◆ Work request: Give back the full listing, character for character, with no pictures.

■ ■ ■

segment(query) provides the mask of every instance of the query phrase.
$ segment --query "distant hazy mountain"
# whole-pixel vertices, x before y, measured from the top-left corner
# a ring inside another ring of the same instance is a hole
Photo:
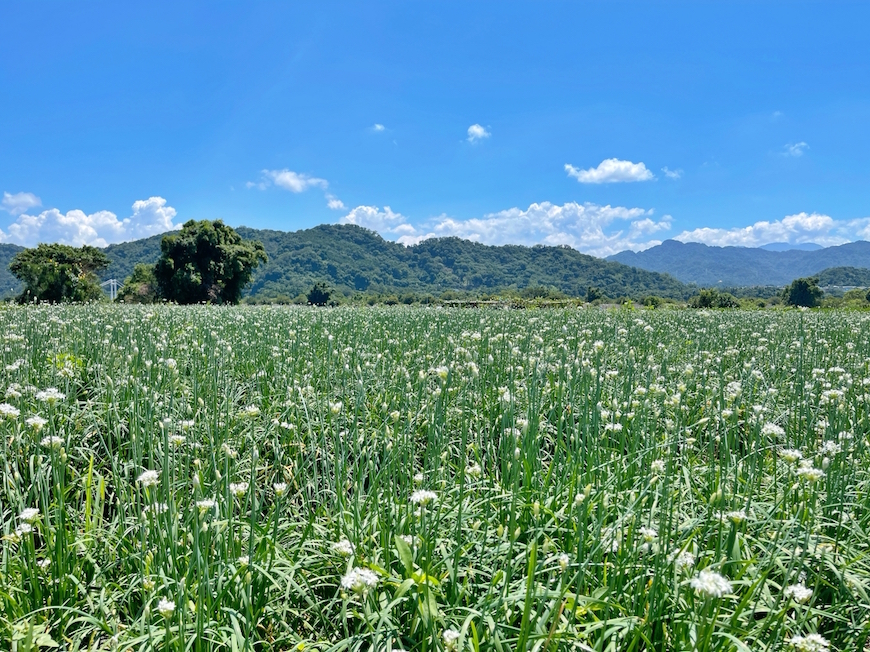
[[[8,299],[21,293],[21,281],[12,276],[9,263],[24,247],[14,244],[0,244],[0,299]]]
[[[787,285],[829,267],[870,268],[870,242],[850,242],[814,251],[768,251],[666,240],[646,251],[623,251],[608,260],[667,273],[684,283],[704,287]]]
[[[789,244],[788,242],[771,242],[766,245],[761,245],[759,249],[767,251],[816,251],[823,249],[822,245],[815,242],[804,242],[802,244]]]

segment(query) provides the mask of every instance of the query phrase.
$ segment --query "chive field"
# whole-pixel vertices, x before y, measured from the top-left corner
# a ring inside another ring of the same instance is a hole
[[[16,650],[862,650],[870,316],[3,307]]]

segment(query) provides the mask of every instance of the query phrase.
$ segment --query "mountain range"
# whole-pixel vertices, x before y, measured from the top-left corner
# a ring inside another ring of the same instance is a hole
[[[665,240],[645,251],[622,251],[607,260],[670,274],[684,283],[702,287],[781,286],[832,267],[870,268],[870,242],[809,251],[770,251]]]
[[[239,227],[263,243],[269,260],[255,272],[246,296],[292,299],[323,282],[343,294],[483,294],[533,287],[584,296],[589,287],[611,298],[657,295],[686,299],[701,287],[783,286],[818,276],[825,286],[870,286],[870,242],[838,247],[781,250],[710,247],[667,240],[642,252],[623,251],[607,260],[567,246],[488,246],[459,238],[435,238],[405,247],[354,225],[320,225],[300,231]],[[112,261],[101,280],[123,281],[136,263],[160,256],[163,235],[109,245]],[[9,262],[22,247],[0,244],[0,297],[21,291]]]
[[[248,296],[260,299],[293,298],[308,292],[316,282],[345,294],[439,296],[447,290],[491,293],[536,286],[569,296],[584,296],[592,286],[612,298],[657,295],[681,299],[692,293],[666,274],[604,261],[567,246],[497,247],[435,238],[405,247],[350,224],[323,224],[300,231],[236,230],[247,240],[262,242],[269,256],[246,290]],[[112,264],[102,276],[122,280],[136,263],[155,262],[162,237],[108,246],[105,251]]]
[[[493,247],[459,238],[426,240],[405,247],[374,231],[325,224],[300,231],[239,227],[247,240],[263,243],[269,260],[254,273],[246,296],[292,299],[323,282],[343,294],[494,293],[544,286],[569,296],[585,296],[596,287],[606,296],[657,295],[685,299],[692,289],[667,274],[648,272],[581,254],[570,247]],[[105,248],[111,265],[100,276],[123,281],[136,263],[160,256],[163,235],[122,242]],[[9,262],[23,248],[0,244],[0,297],[21,292],[9,273]]]

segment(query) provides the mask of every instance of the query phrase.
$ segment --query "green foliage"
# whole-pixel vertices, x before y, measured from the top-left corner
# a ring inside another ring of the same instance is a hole
[[[133,268],[133,273],[124,280],[124,285],[118,292],[118,301],[123,303],[154,303],[158,299],[154,265],[137,264]]]
[[[691,308],[739,308],[740,301],[728,292],[719,292],[715,288],[701,290],[689,299]]]
[[[84,302],[105,298],[96,272],[108,265],[96,247],[40,244],[15,254],[9,271],[24,283],[19,302]]]
[[[815,277],[797,278],[783,290],[782,298],[790,306],[815,308],[822,301],[819,279]]]
[[[190,220],[166,235],[154,268],[161,297],[181,304],[238,303],[254,269],[267,260],[263,245],[245,241],[221,220]]]
[[[326,283],[315,283],[308,291],[306,298],[312,306],[325,306],[329,303],[329,295],[332,291]]]

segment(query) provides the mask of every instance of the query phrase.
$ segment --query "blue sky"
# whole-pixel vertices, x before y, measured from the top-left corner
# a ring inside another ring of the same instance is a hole
[[[870,238],[867,3],[28,2],[0,24],[6,242],[217,218],[596,255]]]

■ ■ ■

◆ Written answer:
segment(query) provides the mask of every instance of the query phrase.
$ segment --query "distant hazy mountain"
# whole-pixel vertices, x before y, measured from the top-left corner
# a ring inside another ring of the same instance is a hole
Photo:
[[[8,299],[21,293],[21,281],[12,276],[9,263],[24,247],[14,244],[0,244],[0,299]]]
[[[787,285],[829,267],[870,268],[870,242],[850,242],[814,251],[768,251],[666,240],[646,251],[623,251],[608,260],[667,273],[684,283],[704,287]]]
[[[789,244],[788,242],[771,242],[766,245],[761,245],[759,249],[767,251],[816,251],[823,249],[822,245],[815,242],[804,242],[802,244]]]

segment(query) provides the mask of every instance of the query phrase.
$ segment --query "chive field"
# whole-pixel vertices, x before y, measured from the top-left corner
# a ring inside another ring of the same instance is a hole
[[[16,650],[862,650],[870,316],[3,307]]]

segment(query) provides the mask of every instance of the query phrase.
$ segment --query "mountain range"
# whole-pixel vertices, x before y, measured from the top-left corner
# a ring inside another ring of the same instance is a hole
[[[665,240],[645,251],[622,251],[607,260],[670,274],[684,283],[702,287],[781,286],[832,267],[870,268],[870,242],[809,251],[770,251]]]
[[[239,227],[263,243],[269,260],[255,272],[246,296],[292,299],[323,282],[343,294],[483,294],[533,287],[584,296],[589,287],[611,298],[657,295],[686,299],[701,287],[783,286],[818,276],[825,286],[870,286],[870,242],[838,247],[781,250],[710,247],[667,240],[642,252],[623,251],[607,260],[567,246],[488,246],[459,238],[435,238],[405,247],[354,225],[320,225],[300,231]],[[112,261],[101,280],[123,281],[136,263],[160,256],[163,235],[109,245]],[[9,262],[22,247],[0,244],[0,297],[21,291]]]
[[[248,296],[260,299],[293,298],[308,292],[316,282],[345,294],[439,296],[447,290],[491,293],[536,286],[569,296],[584,296],[592,286],[612,298],[657,295],[681,299],[692,293],[666,274],[604,261],[567,246],[497,247],[435,238],[405,247],[350,224],[323,224],[300,231],[236,230],[247,240],[262,242],[269,256],[246,290]],[[112,264],[102,276],[122,280],[136,263],[155,262],[162,237],[108,246],[105,251]]]
[[[493,247],[459,238],[426,240],[405,247],[374,231],[325,224],[300,231],[239,227],[247,240],[263,243],[269,260],[254,273],[246,296],[292,299],[323,282],[343,294],[494,293],[544,286],[569,296],[585,296],[596,287],[606,296],[657,295],[685,299],[692,289],[667,274],[648,272],[581,254],[570,247]],[[105,248],[111,265],[100,276],[123,281],[136,263],[160,256],[163,235],[122,242]],[[9,262],[23,248],[0,244],[0,297],[21,292],[9,273]]]

segment(query) provides the mask of every instance of the query phrase.
$ segment --query "green foliage"
# whole-pixel vertices, x before y, measured from the top-left corner
# a ring inside another ring of the same instance is a hole
[[[133,268],[133,273],[124,280],[124,285],[118,292],[118,301],[123,303],[154,303],[158,299],[154,265],[137,264]]]
[[[691,308],[739,308],[740,301],[728,292],[719,292],[715,288],[701,290],[689,299]]]
[[[84,302],[105,298],[96,272],[108,265],[96,247],[40,244],[15,254],[9,271],[24,283],[19,302]]]
[[[815,277],[797,278],[783,290],[782,298],[790,306],[815,308],[822,301],[819,279]]]
[[[190,220],[166,235],[154,268],[161,297],[181,304],[238,303],[254,269],[267,260],[263,245],[245,241],[221,220]]]
[[[326,283],[315,283],[308,291],[306,298],[312,306],[325,306],[329,303],[329,295],[332,291]]]

segment(query) provides the mask of every instance of the query phrase.
$ segment --query "blue sky"
# whole-pixel vertices, x before y, measured from the top-left corner
# a ring inside another ring of the same instance is a hole
[[[870,238],[867,3],[28,2],[0,24],[6,242],[217,218],[596,255]]]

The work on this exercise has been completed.